Scale every row below by writing it out again with its request. Multiply each bounding box coordinate in the answers by 2.05 and round it to a whole number, with halves rounding up.

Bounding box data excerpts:
↓↓↓

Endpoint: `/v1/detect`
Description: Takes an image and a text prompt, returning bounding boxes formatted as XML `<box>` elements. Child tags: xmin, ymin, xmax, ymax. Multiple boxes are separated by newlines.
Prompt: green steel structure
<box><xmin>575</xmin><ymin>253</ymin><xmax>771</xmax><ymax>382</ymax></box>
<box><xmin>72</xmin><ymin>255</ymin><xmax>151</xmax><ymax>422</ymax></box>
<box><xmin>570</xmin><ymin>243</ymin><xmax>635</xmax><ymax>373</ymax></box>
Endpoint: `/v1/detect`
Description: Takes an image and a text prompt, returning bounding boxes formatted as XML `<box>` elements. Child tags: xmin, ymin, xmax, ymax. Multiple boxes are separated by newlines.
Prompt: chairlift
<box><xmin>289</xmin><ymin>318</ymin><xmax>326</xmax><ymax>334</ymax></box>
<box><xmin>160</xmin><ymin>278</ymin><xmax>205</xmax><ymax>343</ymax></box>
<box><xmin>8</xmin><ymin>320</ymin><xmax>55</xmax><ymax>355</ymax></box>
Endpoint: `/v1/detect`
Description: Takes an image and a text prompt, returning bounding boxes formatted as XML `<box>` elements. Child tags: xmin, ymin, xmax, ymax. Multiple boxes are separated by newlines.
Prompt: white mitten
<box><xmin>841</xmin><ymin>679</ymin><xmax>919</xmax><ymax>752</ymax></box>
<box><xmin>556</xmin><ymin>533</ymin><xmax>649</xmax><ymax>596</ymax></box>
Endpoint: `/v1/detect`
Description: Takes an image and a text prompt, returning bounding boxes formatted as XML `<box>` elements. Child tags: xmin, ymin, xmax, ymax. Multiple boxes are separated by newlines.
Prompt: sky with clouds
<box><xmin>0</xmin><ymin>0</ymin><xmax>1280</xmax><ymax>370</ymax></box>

↑↑↑

- **Result for this exercise**:
Endpoint: `/v1/detect`
Description: Takes an image and a text prompt, returning bounding boxes formatted as XML `<box>` elements. Child tags: xmin, ymin, xmax, ymax. Multiple boxes are separated by newlines.
Prompt: green steel structure
<box><xmin>1179</xmin><ymin>519</ymin><xmax>1581</xmax><ymax>783</ymax></box>
<box><xmin>148</xmin><ymin>523</ymin><xmax>310</xmax><ymax>865</ymax></box>
<box><xmin>1169</xmin><ymin>498</ymin><xmax>1302</xmax><ymax>765</ymax></box>
Endpoint: `/v1/detect`
Description: Takes an image and a text prompt, returning bounding boxes formatted as XML `<box>` elements. Child tags: xmin, ymin, xmax, ymax. Multiple boxes are separated by newlines.
Prompt: chairlift
<box><xmin>592</xmin><ymin>652</ymin><xmax>668</xmax><ymax>685</ymax></box>
<box><xmin>328</xmin><ymin>570</ymin><xmax>420</xmax><ymax>703</ymax></box>
<box><xmin>16</xmin><ymin>656</ymin><xmax>113</xmax><ymax>728</ymax></box>
Endpoint: `/v1/detect`
Description: Takes an image and a text prompt, returning bounding boxes formatted as XML `<box>` elements. Child tags: xmin, ymin, xmax, ymax. Multiple boxes are separated by newlines.
Prompt: white mitten
<box><xmin>1724</xmin><ymin>1392</ymin><xmax>1884</xmax><ymax>1542</ymax></box>
<box><xmin>1140</xmin><ymin>1093</ymin><xmax>1330</xmax><ymax>1222</ymax></box>
Endpoint: `/v1/detect`
Description: Takes an image and a text prompt, returning bounding boxes formatted as XML `<box>` elements. Child tags: xmin, ymin, xmax, ymax. Multiple boxes are separated by newlines.
Prompt: sky with clouds
<box><xmin>0</xmin><ymin>0</ymin><xmax>2624</xmax><ymax>759</ymax></box>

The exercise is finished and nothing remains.